Could you write the entries out again, exactly as they are?

GIVEN RECORDS START

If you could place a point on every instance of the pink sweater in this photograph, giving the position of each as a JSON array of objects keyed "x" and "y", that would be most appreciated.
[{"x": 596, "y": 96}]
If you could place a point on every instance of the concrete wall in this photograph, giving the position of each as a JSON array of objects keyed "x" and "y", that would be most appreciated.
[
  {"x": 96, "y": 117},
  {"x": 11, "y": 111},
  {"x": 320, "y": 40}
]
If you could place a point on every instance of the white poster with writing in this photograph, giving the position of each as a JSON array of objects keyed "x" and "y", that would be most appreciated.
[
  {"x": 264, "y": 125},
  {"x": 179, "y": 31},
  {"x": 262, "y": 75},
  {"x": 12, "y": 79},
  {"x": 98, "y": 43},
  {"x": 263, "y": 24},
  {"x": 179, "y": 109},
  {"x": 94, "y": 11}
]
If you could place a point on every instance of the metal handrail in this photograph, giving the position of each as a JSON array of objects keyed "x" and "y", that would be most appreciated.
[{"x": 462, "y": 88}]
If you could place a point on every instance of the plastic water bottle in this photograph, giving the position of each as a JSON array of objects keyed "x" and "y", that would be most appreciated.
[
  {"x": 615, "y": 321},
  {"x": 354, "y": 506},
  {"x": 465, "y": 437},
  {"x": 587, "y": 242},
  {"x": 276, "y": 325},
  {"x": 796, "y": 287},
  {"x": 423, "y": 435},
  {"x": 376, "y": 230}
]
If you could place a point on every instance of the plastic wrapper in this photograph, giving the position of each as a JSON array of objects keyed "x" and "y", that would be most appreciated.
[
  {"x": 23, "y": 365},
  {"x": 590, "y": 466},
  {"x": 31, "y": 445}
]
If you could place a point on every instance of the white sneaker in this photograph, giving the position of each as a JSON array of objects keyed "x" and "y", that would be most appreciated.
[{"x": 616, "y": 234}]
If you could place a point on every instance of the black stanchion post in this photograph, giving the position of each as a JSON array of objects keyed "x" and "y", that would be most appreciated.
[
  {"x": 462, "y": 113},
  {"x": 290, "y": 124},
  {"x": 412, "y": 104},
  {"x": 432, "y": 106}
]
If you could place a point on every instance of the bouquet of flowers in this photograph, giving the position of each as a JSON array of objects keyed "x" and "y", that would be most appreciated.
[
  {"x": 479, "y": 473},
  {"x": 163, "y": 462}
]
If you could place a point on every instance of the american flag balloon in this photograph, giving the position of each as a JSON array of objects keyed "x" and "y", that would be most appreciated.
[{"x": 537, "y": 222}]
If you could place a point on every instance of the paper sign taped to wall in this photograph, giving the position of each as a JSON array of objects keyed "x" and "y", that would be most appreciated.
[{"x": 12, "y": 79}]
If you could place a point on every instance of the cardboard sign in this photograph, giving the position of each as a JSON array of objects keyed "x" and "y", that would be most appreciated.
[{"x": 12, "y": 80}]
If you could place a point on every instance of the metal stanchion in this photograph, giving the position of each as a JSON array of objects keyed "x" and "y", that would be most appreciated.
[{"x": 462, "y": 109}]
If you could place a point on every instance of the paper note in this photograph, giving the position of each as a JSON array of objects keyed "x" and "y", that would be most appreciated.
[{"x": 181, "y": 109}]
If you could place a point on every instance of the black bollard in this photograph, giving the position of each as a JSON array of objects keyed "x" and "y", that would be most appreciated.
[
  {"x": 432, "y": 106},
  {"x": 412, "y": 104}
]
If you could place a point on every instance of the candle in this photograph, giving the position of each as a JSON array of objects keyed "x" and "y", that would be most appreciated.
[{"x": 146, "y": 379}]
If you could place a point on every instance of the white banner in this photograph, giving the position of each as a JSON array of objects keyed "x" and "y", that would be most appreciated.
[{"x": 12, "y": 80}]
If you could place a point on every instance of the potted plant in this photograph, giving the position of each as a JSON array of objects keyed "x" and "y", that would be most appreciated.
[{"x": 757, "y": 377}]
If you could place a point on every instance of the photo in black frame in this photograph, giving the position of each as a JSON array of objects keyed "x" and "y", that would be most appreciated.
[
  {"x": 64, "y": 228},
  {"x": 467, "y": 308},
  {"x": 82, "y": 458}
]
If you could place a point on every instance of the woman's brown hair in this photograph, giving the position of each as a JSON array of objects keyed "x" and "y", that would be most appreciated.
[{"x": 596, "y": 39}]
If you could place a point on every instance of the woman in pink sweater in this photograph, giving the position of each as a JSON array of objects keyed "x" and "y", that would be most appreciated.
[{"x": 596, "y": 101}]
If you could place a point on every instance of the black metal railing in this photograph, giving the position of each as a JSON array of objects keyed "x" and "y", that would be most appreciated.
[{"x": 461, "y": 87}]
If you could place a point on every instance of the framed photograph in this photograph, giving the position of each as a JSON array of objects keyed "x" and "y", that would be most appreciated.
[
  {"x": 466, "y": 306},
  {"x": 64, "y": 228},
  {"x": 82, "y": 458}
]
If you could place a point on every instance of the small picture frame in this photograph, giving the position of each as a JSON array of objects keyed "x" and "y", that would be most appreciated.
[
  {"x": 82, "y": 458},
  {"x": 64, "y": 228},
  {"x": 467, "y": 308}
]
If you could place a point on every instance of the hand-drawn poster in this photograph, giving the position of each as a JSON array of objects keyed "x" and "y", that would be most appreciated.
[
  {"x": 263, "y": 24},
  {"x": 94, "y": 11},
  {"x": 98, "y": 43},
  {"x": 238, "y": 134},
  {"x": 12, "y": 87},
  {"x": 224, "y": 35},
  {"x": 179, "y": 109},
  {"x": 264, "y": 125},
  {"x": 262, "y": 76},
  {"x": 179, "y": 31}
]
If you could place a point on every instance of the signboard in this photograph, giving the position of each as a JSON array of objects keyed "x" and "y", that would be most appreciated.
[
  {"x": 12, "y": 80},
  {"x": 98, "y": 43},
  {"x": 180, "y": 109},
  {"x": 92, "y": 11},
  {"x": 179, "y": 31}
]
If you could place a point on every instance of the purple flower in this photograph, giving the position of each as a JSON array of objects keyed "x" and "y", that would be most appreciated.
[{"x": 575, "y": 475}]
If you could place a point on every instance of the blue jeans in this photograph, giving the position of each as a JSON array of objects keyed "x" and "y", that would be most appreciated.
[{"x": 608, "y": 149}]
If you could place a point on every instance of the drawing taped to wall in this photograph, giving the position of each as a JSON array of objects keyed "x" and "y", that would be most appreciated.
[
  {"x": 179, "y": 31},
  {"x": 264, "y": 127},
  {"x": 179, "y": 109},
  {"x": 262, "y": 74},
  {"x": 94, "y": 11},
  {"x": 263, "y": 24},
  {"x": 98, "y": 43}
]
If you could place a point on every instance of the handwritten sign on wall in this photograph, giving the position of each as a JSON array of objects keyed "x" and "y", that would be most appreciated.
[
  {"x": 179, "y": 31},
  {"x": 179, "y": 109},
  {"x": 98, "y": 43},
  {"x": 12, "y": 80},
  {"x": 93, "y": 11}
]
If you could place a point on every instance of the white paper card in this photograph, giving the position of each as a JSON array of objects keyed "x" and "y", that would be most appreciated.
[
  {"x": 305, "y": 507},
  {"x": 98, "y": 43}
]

GIVEN RECORDS END

** RESPONSE BOX **
If you could place a point on every instance of the pink sweater in this photograph, giving the position of each as a JSON array of objects keyed "x" and "y", that would be most appreciated.
[{"x": 596, "y": 96}]
If you could place a point on every instance of the concrete wall in this photograph, giving the position of each as a JSON array of objects keyed "x" and "y", that would be most appreciated.
[
  {"x": 96, "y": 117},
  {"x": 11, "y": 111},
  {"x": 320, "y": 40}
]
If you could place a point on every instance of the white poster with writing in this photograph, giving the position of each as a JSON array of objects keyed "x" and "y", that would be most appreciated.
[
  {"x": 264, "y": 125},
  {"x": 179, "y": 31},
  {"x": 262, "y": 75},
  {"x": 12, "y": 79},
  {"x": 98, "y": 43},
  {"x": 263, "y": 24},
  {"x": 179, "y": 109},
  {"x": 94, "y": 11}
]
If you could place a point on every instance of the metal handrail in this photograph, giving the position of each as a JSON array of objects keyed "x" and "y", that would be most appreciated.
[{"x": 462, "y": 88}]
If you could place a point on every instance of the plastic water bottle in this photograph, giving the position of each as a JSON array of objects keyed "x" and "y", that would be most appreciated.
[
  {"x": 615, "y": 321},
  {"x": 354, "y": 506},
  {"x": 465, "y": 437},
  {"x": 587, "y": 242},
  {"x": 276, "y": 325},
  {"x": 796, "y": 287},
  {"x": 423, "y": 435},
  {"x": 376, "y": 230}
]
If you could place a point on every instance of the plastic wrapper in this photograph, giving the position of each as a JSON array of objects keyed "x" and "y", that would be most appreciated.
[
  {"x": 23, "y": 365},
  {"x": 590, "y": 466},
  {"x": 31, "y": 445}
]
If you could place a point on every instance of the white sneaker in this photograph, giving the position of each as a JSON array of objects keyed "x" and "y", that would be most appreciated.
[{"x": 616, "y": 234}]
If you could place a point on every instance of the black stanchion post in this photograph, giving the position of each as a JSON array of objects keyed "x" and "y", that would be most appreciated.
[
  {"x": 462, "y": 113},
  {"x": 290, "y": 124},
  {"x": 412, "y": 104},
  {"x": 432, "y": 106}
]
If you could place a point on every instance of the bouquet of flowers in this photograph, giving the position of each as a JSON array of objects keyed "x" and "y", that would be most appreciated.
[
  {"x": 479, "y": 473},
  {"x": 163, "y": 462}
]
If you could place a point on every instance of the american flag balloon in this photograph, giving the position of each as a JSON array of objects keyed "x" and "y", that would be most appreciated.
[{"x": 537, "y": 222}]
If you could place a point on every instance of the paper sign taped to wall in this photograph, giving the position of each as a JSON array of objects keyed "x" and "y", that would be most appreciated.
[{"x": 12, "y": 79}]
If you could place a point on every instance of the cardboard sign in this photograph, giving the position of each as a JSON array of objects keyed "x" and "y", that would be most appreciated.
[{"x": 12, "y": 80}]
If you could place a point on every instance of the metal stanchion in this photograph, giving the position of each as a JSON array of objects keyed "x" and "y", that would be most appreciated.
[{"x": 462, "y": 109}]
If you could place a point on every instance of the paper note in this photograph, giving the position of each as a JSON array of objects keyed "x" and "y", that would be most appreciated.
[{"x": 181, "y": 109}]
If you could place a point on every instance of the black bollard in this photograph, giving the position of each as a JSON array of objects keyed "x" and "y", that would be most appreciated.
[
  {"x": 432, "y": 106},
  {"x": 412, "y": 104}
]
If you could place a point on every instance of the candle in this photograph, giving the position of each as a JSON array of objects keyed "x" and "y", that would be most appreciated.
[{"x": 146, "y": 379}]
If you could place a point on every instance of the white banner in this photograph, giving the position of each as a JSON array of objects keyed "x" and "y", that would be most appreciated.
[{"x": 12, "y": 80}]
If you could place a point on every instance of the potted plant in this photograph, giving the position of each as a JSON array of objects keyed "x" and "y", that would be most appreciated.
[{"x": 757, "y": 377}]
If you could place a point on every instance of the photo in black frame in this photograph, giving the position of each as a JSON array of objects keyed "x" and "y", that would be most appreciated.
[
  {"x": 64, "y": 228},
  {"x": 467, "y": 308},
  {"x": 82, "y": 458}
]
If you could place a point on every instance of the woman's brown hair in this photograph, giving the position of each as a JSON array of objects keyed "x" and "y", that would be most appreciated.
[{"x": 596, "y": 39}]
If you could place a point on every instance of the woman in pink sweater in this photograph, giving the position of each as a JSON array of objects keyed "x" and "y", that would be most appreciated.
[{"x": 596, "y": 101}]
If you could place a point on every instance of the black metal railing in this photograph, giving the position of each as a JSON array of objects keyed "x" and "y", that would be most appreciated.
[{"x": 461, "y": 87}]
If you could place a point on every instance of the framed photograph in this photograph, giving the position of each as a JSON array of objects keyed "x" and "y", that would be most appreciated.
[
  {"x": 466, "y": 306},
  {"x": 64, "y": 228},
  {"x": 82, "y": 458}
]
If you could place a point on every instance of the small picture frame in this photograph, giving the position of each as a JSON array of objects keyed "x" and "y", that would be most appreciated.
[
  {"x": 82, "y": 458},
  {"x": 64, "y": 228},
  {"x": 467, "y": 308}
]
If you could place a point on every instance of the hand-drawn poster in this photograph, giving the position of each as a JSON array of objects keyed "x" and "y", that would be most appreciated.
[
  {"x": 263, "y": 24},
  {"x": 94, "y": 11},
  {"x": 98, "y": 43},
  {"x": 238, "y": 134},
  {"x": 12, "y": 87},
  {"x": 224, "y": 35},
  {"x": 179, "y": 109},
  {"x": 264, "y": 125},
  {"x": 262, "y": 76},
  {"x": 179, "y": 31}
]
If you could place a point on every instance of the signboard in this photograph, giving the position of each as a JSON array of objects keyed "x" and "y", that would be most appreciated.
[
  {"x": 12, "y": 80},
  {"x": 98, "y": 43},
  {"x": 180, "y": 109},
  {"x": 92, "y": 11},
  {"x": 179, "y": 31}
]
If you could place a point on every instance of the purple flower in this photograph, giving the position of each as a JSON array of objects keyed "x" and "y", that would be most appreciated.
[{"x": 575, "y": 475}]
If you could place a point on every instance of the blue jeans in this photograph, giving the position of each as a JSON array of objects keyed "x" and "y", that would be most appreciated.
[{"x": 608, "y": 149}]
If you could place a point on every instance of the drawing taped to wall in this photograph, giving the position of each as a JSON array of objects keyed "x" and "y", that would be most appreciated.
[
  {"x": 179, "y": 31},
  {"x": 264, "y": 127},
  {"x": 179, "y": 109},
  {"x": 262, "y": 74},
  {"x": 94, "y": 11},
  {"x": 263, "y": 24},
  {"x": 98, "y": 43}
]
If you could place a point on every instance of the handwritten sign on wall in this photograph, giving the position of each as a JSON array of objects keyed "x" and "y", that would be most appreciated.
[
  {"x": 179, "y": 31},
  {"x": 179, "y": 109},
  {"x": 98, "y": 43},
  {"x": 12, "y": 80},
  {"x": 93, "y": 11}
]
If you could place a point on every instance of the white paper card in this photograph, giving the position of each as a JSON array of objects keyed "x" and "y", that would be most appreciated.
[
  {"x": 305, "y": 507},
  {"x": 98, "y": 43}
]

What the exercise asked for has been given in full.